§ **Source**
* * *

New Jeep Build Shakedown Strategies

By Nena Barlow
This article originally appeared on

We build at least a dozen Jeeps a year, mostly Jeep JK Rubicons. Most of our builds are mild to moderate, with a shortarm suspension lift, taller tires, and some extra skids plates and armor. All of the modifications have to fit and function perfectly together, or we don’t send it out. The last thing you want is to hear a grinding noise or feel your brake pedal go to the floor on your first trail run. Here are some things we check, how we check them, and how we make adjustments.

First Things First

First, let me say that most reputable suspension manufacturers provide the track bar, brake line brackets, and correct-length shocks for the spring height in their kit. We have found that a 2 1/2-inch lift on a Jeep JK is pretty simple and rarely requires modifications beyond the kit. However, as I covered in an earlier article, once you go 3-inches or taller, expect to have to make some adjustments. The further away you go from the original engineering, the exponentially more complicated it becomes to adjust everything to work together properly.

Once everything is installed and a walk-around inspection looks right, we put the Jeep “on the bumps.” At our shop, we have two parallel dirt mounds where we can park the Jeep across them diagonally to achieve full articulation and inspect our work. However done, make sure to flex the axles in both directions to the point where a wheel wants to lift off the ground. Secure the vehicle (transmission in Park in 4WD, emergency brake on, wheel chocks placed, and engine off), and inspect the following.

Brake Lines

Are the brake lines too tight on droop, or pinched on compression? Zip-ties are adequate for holding the brake lines away from the coil spring so that it will not crush them when it compresses. Are the ABS and wheel sensor wires rubbing anywhere? We see them want to move out toward the wheel on the rear. Also, check the clearance near the front axle U-joint.

Shock Check

Do they extend fully and compress fully, or are they too short or too long for the springs and sway bar links? Too long or too short and you will be “bottoming out” or “topping out” the shock early in the suspension cycle and not getting full articulation, not to mention hearing some interesting clunks and shortening the life of your shock. Do they rub on the front of the frame when extended? (Brackets can correct this.) Do the tires make contact with the remote reservoir (if equipped) when turned lock-to-lock while articulated?

Sway Bar Links

The links should be long enough to take advantage of the range of articulation available but not too long as to jam the upper ends into the frame, brake lines, and fenders. We find that when the Jeep is sitting level, the front sway bar arms should be between perpendicular to the ground and up to a 10-percent upward pitch to the top of the link.

* * *

§ **What to work on**
(A) Reproduce the passage of the Jeep shakedown article starting with "We build at" and going on through "we make adjustments.".
(B) In the Jeep shakedown article, what lift height on a Jeep JK is described as rarely requiring modifications beyond the kit?

§ **Provided data**
* * *

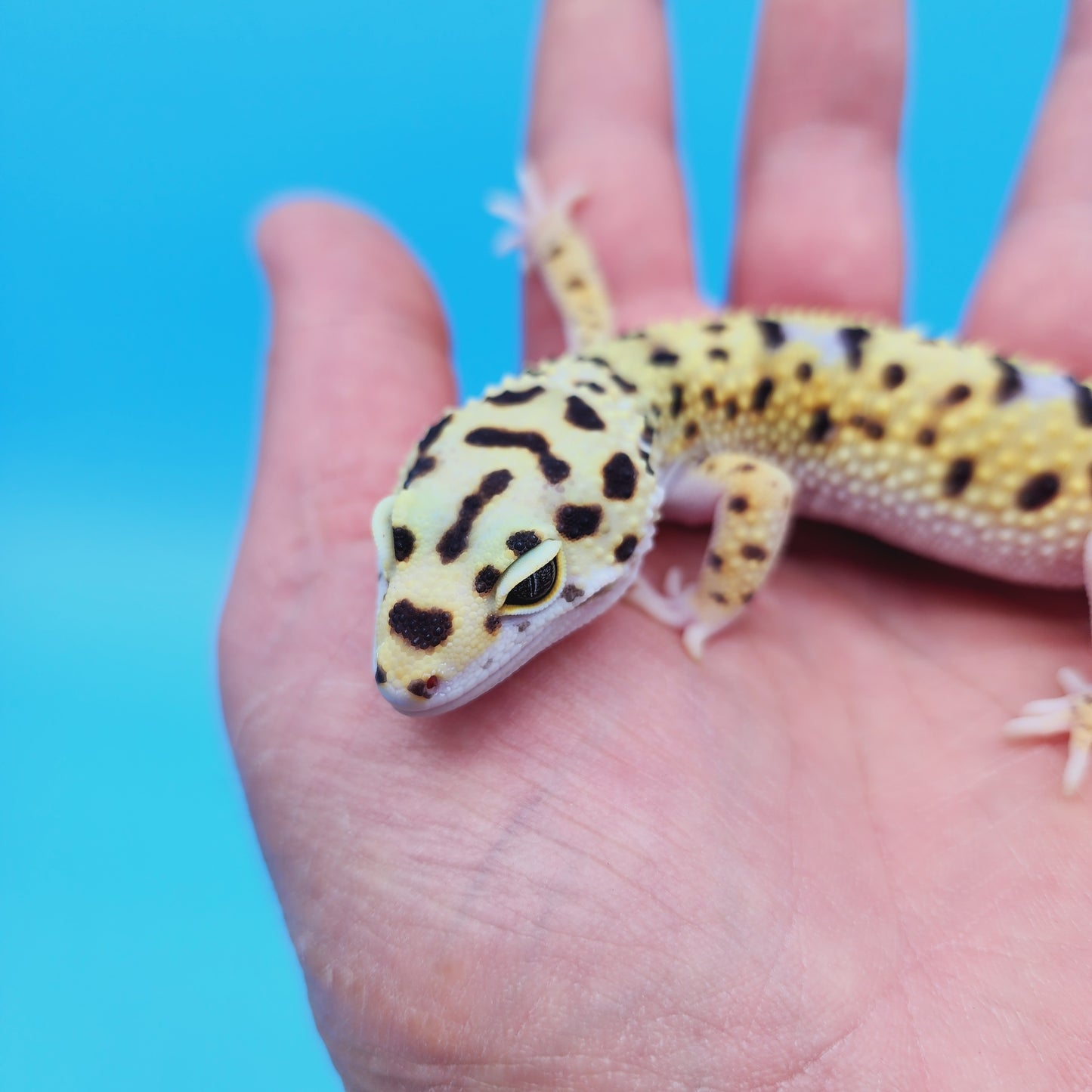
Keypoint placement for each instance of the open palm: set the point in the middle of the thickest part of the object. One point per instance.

* * *

§ **Solutions by task**
(A)
We build at least a dozen Jeeps a year, mostly Jeep JK Rubicons. Most of our builds are mild to moderate, with a shortarm suspension lift, taller tires, and some extra skids plates and armor. All of the modifications have to fit and function perfectly together, or we don’t send it out. The last thing you want is to hear a grinding noise or feel your brake pedal go to the floor on your first trail run. Here are some things we check, how we check them, and how we make adjustments.

(B) A 2 1/2-inch lift.